Image-grounded pointing data:
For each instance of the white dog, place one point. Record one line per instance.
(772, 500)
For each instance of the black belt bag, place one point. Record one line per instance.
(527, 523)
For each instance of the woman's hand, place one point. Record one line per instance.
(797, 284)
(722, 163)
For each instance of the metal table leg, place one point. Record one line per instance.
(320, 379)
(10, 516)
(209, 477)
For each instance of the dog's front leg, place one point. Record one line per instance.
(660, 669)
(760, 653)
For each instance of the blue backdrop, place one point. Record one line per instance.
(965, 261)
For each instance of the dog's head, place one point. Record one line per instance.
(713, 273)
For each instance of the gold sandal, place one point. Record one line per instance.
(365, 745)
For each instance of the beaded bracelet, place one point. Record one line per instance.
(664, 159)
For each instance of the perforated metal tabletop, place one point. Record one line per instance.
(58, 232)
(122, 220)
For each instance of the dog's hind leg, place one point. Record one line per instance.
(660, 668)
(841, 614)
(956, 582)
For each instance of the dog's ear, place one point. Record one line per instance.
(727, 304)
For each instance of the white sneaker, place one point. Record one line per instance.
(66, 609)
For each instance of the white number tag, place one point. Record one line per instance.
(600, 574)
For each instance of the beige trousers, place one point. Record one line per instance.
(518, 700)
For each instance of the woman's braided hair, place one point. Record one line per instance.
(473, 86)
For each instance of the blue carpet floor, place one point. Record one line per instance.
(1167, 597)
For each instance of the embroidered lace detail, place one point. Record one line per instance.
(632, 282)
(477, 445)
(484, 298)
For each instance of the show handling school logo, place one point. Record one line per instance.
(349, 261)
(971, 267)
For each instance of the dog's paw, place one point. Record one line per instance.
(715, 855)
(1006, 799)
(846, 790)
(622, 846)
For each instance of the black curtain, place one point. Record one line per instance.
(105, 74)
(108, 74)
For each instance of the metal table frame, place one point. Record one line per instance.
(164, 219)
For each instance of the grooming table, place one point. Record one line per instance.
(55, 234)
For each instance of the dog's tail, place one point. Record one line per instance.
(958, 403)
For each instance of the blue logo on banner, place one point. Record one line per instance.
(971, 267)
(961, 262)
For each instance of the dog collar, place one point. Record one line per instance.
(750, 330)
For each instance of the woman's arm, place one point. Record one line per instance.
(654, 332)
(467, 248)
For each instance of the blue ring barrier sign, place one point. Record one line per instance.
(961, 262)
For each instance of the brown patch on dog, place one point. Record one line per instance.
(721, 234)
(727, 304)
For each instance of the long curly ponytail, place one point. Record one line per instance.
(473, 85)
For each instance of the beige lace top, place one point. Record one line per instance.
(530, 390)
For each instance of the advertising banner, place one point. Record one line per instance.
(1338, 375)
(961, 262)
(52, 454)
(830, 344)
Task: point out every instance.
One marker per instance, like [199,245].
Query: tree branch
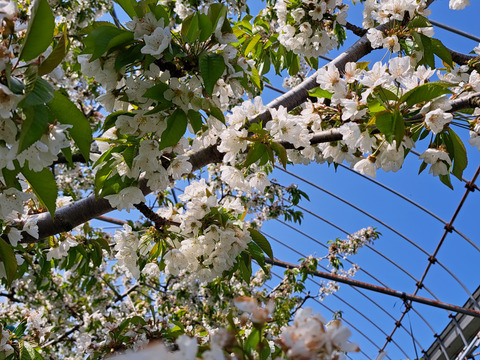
[79,212]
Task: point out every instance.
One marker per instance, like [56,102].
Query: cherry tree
[101,115]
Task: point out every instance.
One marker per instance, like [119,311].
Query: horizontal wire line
[344,320]
[335,295]
[444,222]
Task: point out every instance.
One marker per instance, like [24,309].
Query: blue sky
[456,254]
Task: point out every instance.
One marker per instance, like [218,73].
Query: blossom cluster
[310,28]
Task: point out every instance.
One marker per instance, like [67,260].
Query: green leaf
[206,27]
[459,155]
[418,22]
[441,51]
[253,42]
[425,92]
[102,175]
[9,260]
[27,352]
[319,92]
[245,266]
[104,38]
[212,67]
[374,105]
[293,63]
[195,119]
[128,7]
[135,320]
[35,125]
[55,57]
[385,124]
[111,119]
[176,127]
[216,112]
[261,241]
[129,154]
[281,153]
[445,179]
[156,92]
[67,113]
[257,253]
[427,50]
[190,28]
[129,55]
[252,340]
[10,178]
[256,151]
[40,31]
[423,166]
[41,93]
[160,12]
[216,12]
[44,185]
[30,76]
[399,127]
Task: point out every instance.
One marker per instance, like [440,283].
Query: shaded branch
[79,212]
[154,217]
[62,337]
[461,59]
[357,30]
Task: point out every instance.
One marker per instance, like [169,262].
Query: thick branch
[461,59]
[296,96]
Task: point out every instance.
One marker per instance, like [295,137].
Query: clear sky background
[456,255]
[393,260]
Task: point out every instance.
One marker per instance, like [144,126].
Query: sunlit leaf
[66,112]
[40,31]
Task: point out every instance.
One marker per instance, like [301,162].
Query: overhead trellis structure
[409,291]
[386,295]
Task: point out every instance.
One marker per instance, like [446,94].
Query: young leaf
[253,42]
[55,57]
[281,153]
[195,119]
[425,92]
[216,112]
[176,127]
[103,38]
[156,92]
[41,93]
[127,6]
[261,241]
[40,31]
[441,51]
[255,153]
[34,126]
[212,67]
[399,127]
[190,28]
[9,260]
[319,92]
[206,27]
[385,124]
[445,179]
[67,113]
[459,155]
[44,185]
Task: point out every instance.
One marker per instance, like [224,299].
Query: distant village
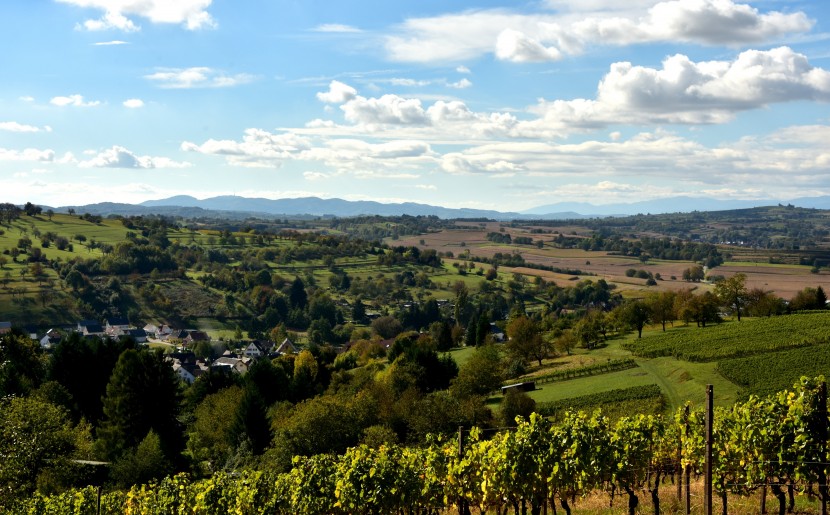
[183,360]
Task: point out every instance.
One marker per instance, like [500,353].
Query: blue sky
[496,105]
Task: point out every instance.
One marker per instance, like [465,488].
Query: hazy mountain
[323,207]
[673,205]
[230,206]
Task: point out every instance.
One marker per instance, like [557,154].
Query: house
[151,330]
[195,336]
[186,366]
[238,365]
[116,325]
[286,347]
[90,328]
[139,335]
[254,350]
[51,339]
[184,374]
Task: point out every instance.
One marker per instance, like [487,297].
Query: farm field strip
[730,340]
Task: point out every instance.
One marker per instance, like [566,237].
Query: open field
[782,279]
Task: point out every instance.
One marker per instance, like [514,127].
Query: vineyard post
[822,471]
[707,482]
[688,468]
[462,504]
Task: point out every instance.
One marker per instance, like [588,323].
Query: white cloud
[133,103]
[28,154]
[120,157]
[19,127]
[512,45]
[408,82]
[687,92]
[109,21]
[192,14]
[337,28]
[462,84]
[338,93]
[73,101]
[258,148]
[196,77]
[388,109]
[546,36]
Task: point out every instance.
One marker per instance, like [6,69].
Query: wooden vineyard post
[822,466]
[688,468]
[707,468]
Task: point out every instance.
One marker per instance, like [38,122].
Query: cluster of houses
[184,362]
[188,367]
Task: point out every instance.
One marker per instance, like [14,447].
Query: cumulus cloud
[192,14]
[546,36]
[462,84]
[20,127]
[196,77]
[512,45]
[337,28]
[258,148]
[338,93]
[73,101]
[120,157]
[28,154]
[688,92]
[110,20]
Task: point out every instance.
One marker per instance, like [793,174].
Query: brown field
[784,280]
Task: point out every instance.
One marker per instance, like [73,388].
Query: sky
[478,104]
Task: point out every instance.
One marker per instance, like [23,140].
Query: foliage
[771,440]
[768,373]
[754,336]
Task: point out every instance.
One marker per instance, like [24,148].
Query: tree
[22,364]
[142,395]
[250,426]
[662,308]
[36,439]
[566,341]
[481,374]
[142,464]
[526,341]
[297,297]
[693,274]
[84,366]
[590,330]
[209,435]
[386,327]
[732,292]
[763,303]
[516,404]
[636,314]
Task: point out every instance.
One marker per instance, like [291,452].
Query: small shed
[527,386]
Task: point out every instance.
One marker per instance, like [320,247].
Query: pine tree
[142,395]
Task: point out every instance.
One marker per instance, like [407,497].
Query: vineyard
[734,340]
[777,442]
[774,371]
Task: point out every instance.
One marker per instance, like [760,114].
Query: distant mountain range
[236,207]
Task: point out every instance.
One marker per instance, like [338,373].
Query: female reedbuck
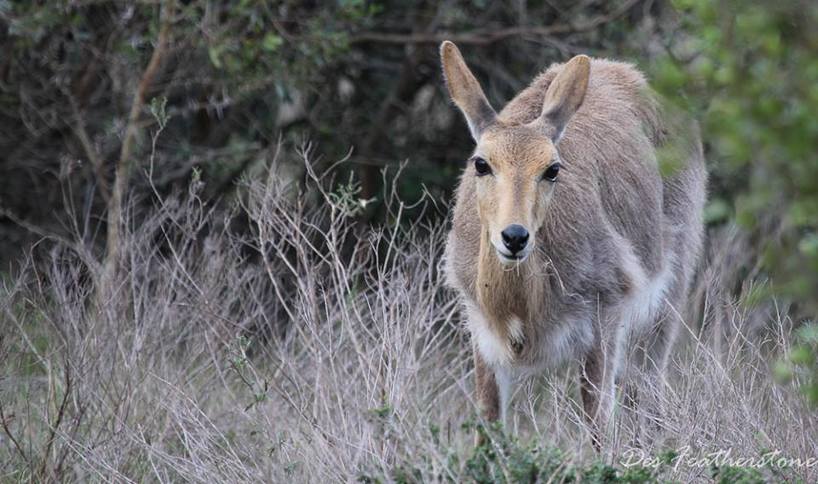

> [WORK ORDER]
Write out the entries again, word for word. No images.

> [RESULT FOR THIS TASK]
For each instance of the white dog, place one point. Record one line per instance.
(772, 500)
For each instance of the black belt bag, place one point. Record one line per instance.
(527, 523)
For each instance of the woman's hand, place one point. Record one line per instance.
(797, 284)
(722, 163)
For each instance of the metal table leg, place one point. Record one line per instance.
(320, 379)
(10, 516)
(209, 477)
For each instance of the dog's front leg, place one point. Record one line per instance.
(660, 669)
(760, 653)
For each instance of the blue backdrop, place one point. Record one line per instance.
(965, 261)
For each instance of the dog's head, place one point. Record one line per instance.
(713, 273)
For each instance of the gold sandal, place one point. Record one line per instance.
(365, 745)
For each instance of the beaded bracelet, place one point. Record one line per instance.
(664, 159)
For each instance of the perforated metal tabletop, place one point. Record one line per instance.
(58, 232)
(122, 220)
For each instance of the dog's hind leg, place one point. Record one line per instance.
(660, 668)
(841, 614)
(956, 582)
For each instance of the dog's ear, place one point. Record one line per instance.
(727, 304)
For each instance of the white sneaker, place one point. Record one line per instance.
(66, 609)
For each instance of the white number tag, place one point. Record one line per instance.
(600, 574)
For each instance of the beige trousers, place one point. Record one line per instance.
(518, 700)
For each instance of the woman's braided hair, place one point. Record one line per instance.
(473, 86)
For each instance of the blue carpet floor, place one point. Record one line per instance.
(1167, 597)
For each instance of the embroidered lace detail, place one point. Record one line per instance.
(632, 282)
(477, 445)
(484, 298)
For each instance of the show handling school logo, place one point. Record one line per instance.
(349, 261)
(971, 267)
For each instance of the dog's paw, place one point. Record one line per instance.
(715, 855)
(1006, 799)
(846, 790)
(622, 846)
For each instance of the black curtain, place one point. Record one line per instance.
(105, 74)
(108, 74)
For each instance of the metal table frame, place one point. Record one line per instance.
(164, 219)
For each instance of the grooming table, place one point. Record one line per instance.
(55, 234)
For each instance of the dog's tail, place one point. Record one line per instance.
(958, 403)
For each instance of the blue logo on banner, place one point. Record one line per instance.
(971, 267)
(961, 262)
For each instance of the dog collar, place one point. Record one line per instance.
(750, 330)
For each instance of the woman's arm, place one point. Record one line per instance.
(654, 332)
(467, 248)
For each instance of the blue ring barrier sign, place one point. Record one line per instance.
(961, 262)
For each instance of the brown patch on dog, place one point. Record one line per instance.
(721, 234)
(727, 304)
For each instance of the long curly ponytail, place one point. Record one line per instance.
(473, 85)
For each instance of the beige lace top, place one point. Record one line per instance.
(530, 390)
For each instance of the advertising banner, place one point. Record one line per instance.
(1338, 375)
(961, 262)
(52, 454)
(830, 344)
Task: point out every instance.
One marker per instance, like [199,245].
Query: tree branch
[79,212]
Task: point out every instance.
One marker per instance, like [56,102].
Query: cherry tree
[101,115]
Task: point out every instance.
One marker per instance, like [119,311].
Query: horizontal wire line
[344,320]
[335,295]
[444,222]
Task: point out every instance.
One marker per instance, like [24,309].
Query: blue sky
[456,254]
Task: point out every instance.
One marker per instance, like [218,73].
Query: blossom cluster
[310,28]
Task: point out every instance.
One marker per instance, like [67,260].
Query: green leaf
[206,27]
[459,155]
[418,22]
[441,51]
[253,42]
[425,92]
[102,175]
[9,260]
[27,352]
[319,92]
[245,266]
[104,38]
[212,67]
[374,105]
[293,63]
[195,119]
[128,7]
[135,320]
[35,125]
[55,57]
[385,124]
[111,119]
[176,127]
[216,112]
[261,241]
[129,154]
[281,153]
[445,179]
[156,92]
[67,113]
[257,253]
[427,50]
[190,28]
[129,55]
[252,340]
[10,178]
[256,151]
[40,31]
[423,166]
[41,93]
[160,12]
[216,12]
[44,185]
[30,76]
[399,127]
Task: point out every instance.
One marker per instance, like [440,283].
Query: shaded branch
[79,212]
[154,217]
[62,337]
[461,59]
[357,30]
Task: point out every instance.
One marker per instance, like [169,262].
Query: thick branch
[461,59]
[296,96]
Task: point out every instance.
One marker per instance, like [295,137].
Query: clear sky background
[456,255]
[393,260]
Task: point out every instance.
One marker per instance, like [144,126].
Query: sunlit leaf
[66,112]
[40,31]
Task: point out every instance.
One marker per instance, like [301,162].
Query: overhead trellis structure
[409,291]
[386,295]
Task: point out every instance.
One marker per instance, like [446,94].
Query: young leaf
[253,42]
[55,57]
[281,153]
[195,119]
[425,92]
[216,112]
[176,127]
[103,38]
[156,92]
[41,93]
[127,6]
[261,241]
[40,31]
[441,51]
[255,153]
[34,126]
[212,67]
[399,127]
[190,28]
[9,260]
[319,92]
[206,27]
[385,124]
[445,179]
[67,113]
[459,155]
[44,185]
Task: point out every instance.
One marker per instance, like [224,299].
Query: distant village
[183,360]
Task: point out every instance.
One marker per instance, like [500,353].
Query: blue sky
[496,105]
Task: point out every instance.
One marker per instance, like [465,488].
Query: hazy mountain
[323,207]
[673,205]
[230,206]
Task: point out every instance.
One marker per instance, like [557,154].
Query: house
[151,330]
[195,336]
[186,366]
[238,365]
[116,325]
[286,347]
[90,328]
[139,335]
[254,350]
[51,339]
[184,374]
Task: point out every instance.
One marker per instance, like [487,297].
Query: farm field strip
[730,340]
Task: point out every instance.
One marker per instance, like [566,237].
Query: open field
[782,279]
Task: point out every instance.
One marker per instance, like [514,127].
Query: vineyard post
[822,471]
[707,482]
[688,468]
[462,504]
Task: point out every instance.
One marker per instance, like [588,323].
Query: white cloud
[133,103]
[28,154]
[120,157]
[19,127]
[512,45]
[408,82]
[687,92]
[109,21]
[192,14]
[337,28]
[462,84]
[338,93]
[73,101]
[258,148]
[196,77]
[388,109]
[546,36]
Task: point out every instance.
One marker per instance, like [6,69].
Query: wooden vineyard post
[822,466]
[688,468]
[707,468]
Task: point out every instance.
One marker per instance, like [38,122].
Query: cluster of houses
[184,362]
[188,367]
Task: point out every instance.
One marker per instance, like [14,447].
Query: cumulus cloud
[192,14]
[546,36]
[462,84]
[20,127]
[196,77]
[512,45]
[337,28]
[258,148]
[338,93]
[73,101]
[120,157]
[28,154]
[688,92]
[110,20]
Task: point out every instance.
One marker per instance, like [793,174].
Query: brown field
[784,280]
Task: point out every instance.
One marker per instance, like [73,388].
Query: sky
[478,104]
Task: point out every instance.
One marker per instance, like [23,140].
Query: foliage
[771,440]
[768,373]
[754,336]
Task: point out every instance.
One marker per instance, like [24,148].
Query: tree
[22,364]
[142,395]
[250,426]
[662,308]
[36,439]
[566,341]
[481,374]
[142,464]
[526,341]
[297,297]
[693,274]
[84,366]
[590,330]
[209,435]
[386,327]
[732,292]
[763,303]
[516,404]
[636,314]
Task: point out every instance.
One marker per instance, like [291,452].
Query: small shed
[527,386]
Task: point out every instance.
One marker per instance, like [320,247].
Query: pine tree
[142,395]
Task: point out every instance.
One marker per instance, like [407,497].
Query: vineyard
[734,340]
[777,442]
[774,371]
Task: point out every instance.
One marker per instance, like [760,114].
Query: distant mountain range
[236,207]
Task: point out every instance.
One marker per instance, like [338,373].
Query: female reedbuck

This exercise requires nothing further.